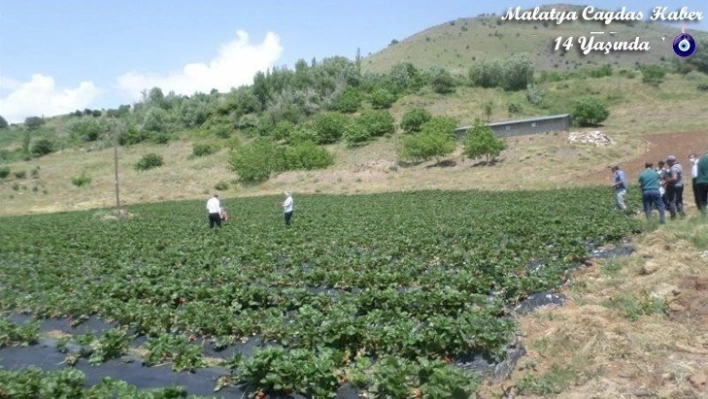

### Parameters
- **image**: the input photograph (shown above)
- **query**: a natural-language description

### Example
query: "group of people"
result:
[207,192,294,229]
[612,153,708,224]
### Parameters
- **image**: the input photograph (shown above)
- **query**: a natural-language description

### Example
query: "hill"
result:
[362,4,706,74]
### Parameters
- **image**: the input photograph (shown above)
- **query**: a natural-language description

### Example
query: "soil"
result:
[578,131,708,188]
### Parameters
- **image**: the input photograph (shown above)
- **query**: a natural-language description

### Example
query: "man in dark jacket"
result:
[696,153,708,216]
[639,162,665,224]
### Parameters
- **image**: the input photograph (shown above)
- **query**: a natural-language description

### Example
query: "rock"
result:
[568,130,612,147]
[641,261,659,276]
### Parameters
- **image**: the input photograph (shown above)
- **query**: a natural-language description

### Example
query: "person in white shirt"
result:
[207,194,221,229]
[281,192,293,226]
[688,152,701,209]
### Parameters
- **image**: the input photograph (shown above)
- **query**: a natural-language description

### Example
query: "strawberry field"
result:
[0,188,639,398]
• • •
▶ GOAL:
Rewrite all of the records above in full, shifting every bounding-box coordinate by -148 and keeping everything else the same. Leave the pictures out.

▶ WRITTEN RESPONSE:
### Parameters
- **image**: the input photograph (shown above)
- **query**: a natural-language description

### Example
query: "group of people"
result:
[59,44,146,81]
[464,5,560,76]
### Parameters
- **image**: the input photograph (shown above)
- **query**: a natural-language description

### Example
query: "hill"
result:
[214,-144,558,-74]
### Parameters
- **image**: the input photograph (shown above)
- **query**: a natural-language description

### Example
query: "soil"
result:
[430,-17,560,40]
### Parameters
- **image**: the input photograph (shown above)
- **query**: a natural-language description

### Example
query: "man in dark jacket"
result:
[548,5,560,68]
[491,14,517,76]
### Parameters
- **image**: the input photograph (shown above)
- **query**: a natural-language description

### Example
query: "rock"
result:
[420,-18,464,-1]
[493,113,511,128]
### Parameters
- **image**: the input photograph (shown above)
- **query**: a natural-language description

### Example
query: "person in white shirt"
result:
[59,46,73,81]
[133,44,145,78]
[540,4,553,61]
### Parameters
- **image**: the input photograph (shown above)
- **query**: a natural-language description

### Example
query: "strawberry field"
result:
[-148,40,491,250]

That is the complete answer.